:: KUTIPAN TEKS

Mereka selalu rela mengorbankan apa yang ada pada diri mereka, sekalipun apa
yang diberikan itu sesuatu yang sangat mereka senangi. Manajer/pemimpin
demikian selalu memandang bahwa hidup ini adalah perjuangan dan pengabdian.
Dalam Alquran Allah berfirman:
“Berangkatlah
kamu baik dalam keadaan merasa ringan maupun berat, dan berjihadlah kamu dengan
harta dan dirimu di jalan Allah. yang demikian itu adalah lebih baik bagimu,
jika kamu Mengetahui” (QS At-Taubah (9) :41).[[6]]
5) Bertanggung
Jawab
Bertanggung
jawab merupakan prinsip yang melekat pada diri seorang manajer/pimpinan setelah
ia memangku suatu jabatan. Pimpinan yang tidak bertanggung jawab berarti ia
tidak menjalankan satu syarat penting sebagai manajer/pimpinan, yaitu
melaksanakan proses pelimpahan wewenang dari atasan /pimpinan yang lebih
tinggi. Pelimpahan wewenang (delegasi) terdiri dari tiga unsur yaitu;
kewenangan (authority), tugas/tanggung jawab (responsibility),
dan pertanggung jawaban (accountability).
Dalam
sebuah hadis yang disampaikan oleh Ibnu Umar, Rasulullah bersabda yang artinya
ssebagai berikut: ”setiap kamu adalah pemimpin dan setiap pemimpin akan
bertanggung jawab terhadap apa yang dipimpinnya” ( Riwayat
Bukhari dan Muslim). Jadi seorang manajer/pemimpin harus menjalankan prinsip
ini untuk memberikan pertanggung jawabannya, baik itu bertanggung jawab
(memberi laporan) kepada atasannya maupun bertanggung jawab terhadap bawahan,
masyarakat, pemerintah (stakeholder), lebih-lebih kepada Allah-tuhan
pencipta alam semesta.

::::

**INSTRUKSI TERTULIS A:** Tentukan apakah setiap pernyataan berikut sesuai dengan teks tentang prinsip pemimpin di atas. Jawab ya atau tidak, lalu kutip kata-kata teks yang menjadi penentunya. (i) Pelimpahan wewenang terdiri dari tiga unsur. (ii) Hadis tentang setiap pemimpin disampaikan oleh Abu Hurairah. (iii) Seorang pemimpin hanya bertanggung jawab kepada atasannya.
**INSTRUKSI TERTULIS B:** Lanjutkan teks tentang prinsip pemimpin di atas, mulai dari kalimat terakhirnya.

:: MATERI

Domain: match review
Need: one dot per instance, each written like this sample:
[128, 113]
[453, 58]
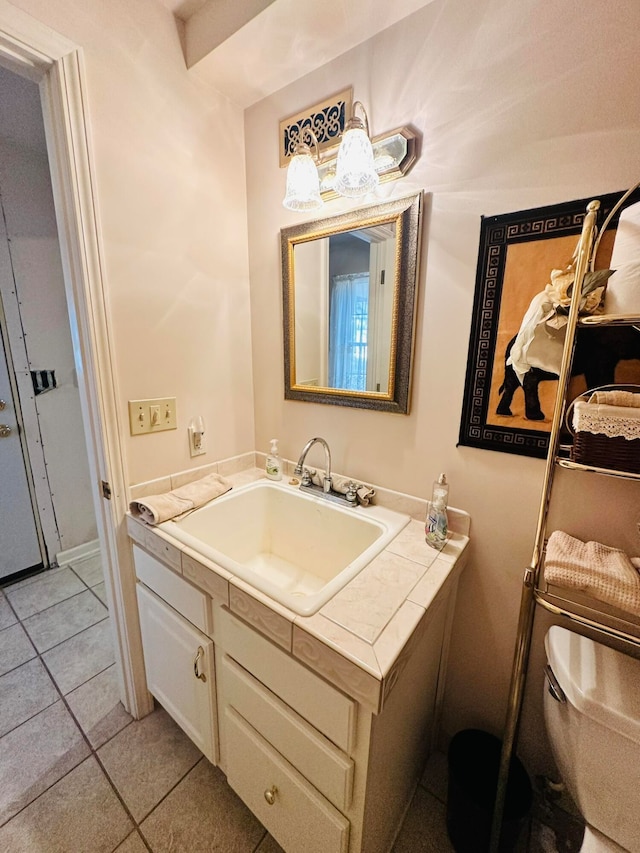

::::

**JAWABAN TERTULIS A:**
(i) Ya: "Pelimpahan wewenang (delegasi) terdiri dari tiga unsur"
(ii) Tidak: "disampaikan oleh Ibnu Umar"
(iii) Tidak: "baik itu bertanggung jawab (memberi laporan) kepada atasannya maupun bertanggung jawab terhadap bawahan"

**JAWABAN TERTULIS B:**
6) Percaya
Diri
Percaya
diri merupakan prinsip yang harus dimiliki pemimpin setelah memiliki
inisiatif. Bila pemimpin tidak percaya diri maka inisiatifnya tidak bakal
terlaksana. Ia tidak yakin akan kemampuan dirinya, sekalipun kapasitasnya
sebagai pemimpin. Visi/ide-idenya akan tenggelam dalam bayang-bayang
ketidakpercayaan dirinya.
Prinsip
percaya diri sangat terkait dengan sejauh mana seorang pemimpin merasa pahit
getirnya. Atau dengan kata lain seberapa besar pengalaman yang dimiliki dalam
menjalankan tugas-tugas kepemimpinan/manajerial dan kemasyarakatan. Dengan
mengalami serta menjalankan tugas-tugasnya secara langsung, ia akan melakukan
proses trial and error. Karena itu seorang
manajer/pemimpin selain harus memiliki segudang pengalaman juga harus
menimbulkan rasa percaya diri (self confidence) yang tinggi dalam
merealisasikan visi/misi (ide-ide) yang dimiliki.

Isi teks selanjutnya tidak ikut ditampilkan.